● Excerpt:
/---
CO2 Foam Stability Improvement Using Polyelectrolyte Complex Nanoparticles Prepared in Produced Water

Chemical and Petroleum Engineering Department, University of Kansas, Lawrence, KS 66046, USA
*
Author to whom correspondence should be addressed.
Energies 2017, 10(4), 516; https://doi.org/10.3390/en10040516
Submission received: 31 January 2017 / Revised: 28 February 2017 / Accepted: 6 April 2017 / Published: 11 April 2017
(This article belongs to the Special Issue Nanotechnology for Oil and Gas Applications)

Abstract

:
Despite the increasing interest in CO2 foam flooding for enhanced oil recovery applications, it is challenging to have a successful field operation as the performance of the surfactant is often affected by the presence of crude oil and salinity of the water. It is also challenging to dispose of huge amounts of water associated with the field operation. Due to the incompatibility of the produced water with chemicals used in the foam system, the produced water cannot be used as an injecting fluid. The objective of this project is to design a chemical system compatible with produced water which may fully utilize the oil field produced water as an injecting fluid and make the foam injection economically viable and environmentally friendly. In this study, we investigate the performance of a foam system with a surfactant and the addition of polyelectrolyte and polyelectrolyte complex nanoparticles (PECNP) in various salinities of produced water. A recipe is developed to prepare a nanoparticle solution that is sustainable in high salinity produced water. The rheological property of the foam, the stability, and durability of the foam with and without the presence of crude oil are measured and compared as the water salinity is changed. It is found that foam stability and durability deteriorated when water salinity increased. However, by the addition of polyelectrolyte and PECNP in the system, the foam stability and durability was improved even in high salinity water with or without the presence of crude oil.
\---
● Things to do:
(a) Answer these from the CO2 foam abstract:
(i) Which university is the department listed under?
(ii) On what date was the submission received?
(iii) What happened to foam stability and durability as water salinity went up?
(b) From the CO2 foam abstract, print everything from "Chemical and Petroleum" down to "and Gas Applications)", copied word for word.
The material that follows has nothing to do with any of this.

● Dataset entries:
/---
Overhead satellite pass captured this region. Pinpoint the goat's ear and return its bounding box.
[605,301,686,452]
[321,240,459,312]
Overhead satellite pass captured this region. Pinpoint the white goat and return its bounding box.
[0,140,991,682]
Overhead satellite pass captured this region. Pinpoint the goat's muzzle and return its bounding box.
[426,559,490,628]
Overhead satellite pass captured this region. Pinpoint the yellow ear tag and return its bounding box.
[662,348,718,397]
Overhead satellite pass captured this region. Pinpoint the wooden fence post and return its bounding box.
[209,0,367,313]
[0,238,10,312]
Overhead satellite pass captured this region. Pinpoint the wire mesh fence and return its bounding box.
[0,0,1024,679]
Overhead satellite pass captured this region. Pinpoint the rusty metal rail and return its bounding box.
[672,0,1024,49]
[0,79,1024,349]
\---
● Exercise answers:
(a)
(i) The University of Kansas
(ii) 31 January 2017
(iii) They deteriorated.

(b)
Chemical and Petroleum Engineering Department, University of Kansas, Lawrence, KS 66046, USA
*
Author to whom correspondence should be addressed.
Energies 2017, 10(4), 516; https://doi.org/10.3390/en10040516
Submission received: 31 January 2017 / Revised: 28 February 2017 / Accepted: 6 April 2017 / Published: 11 April 2017
(This article belongs to the Special Issue Nanotechnology for Oil and Gas Applications)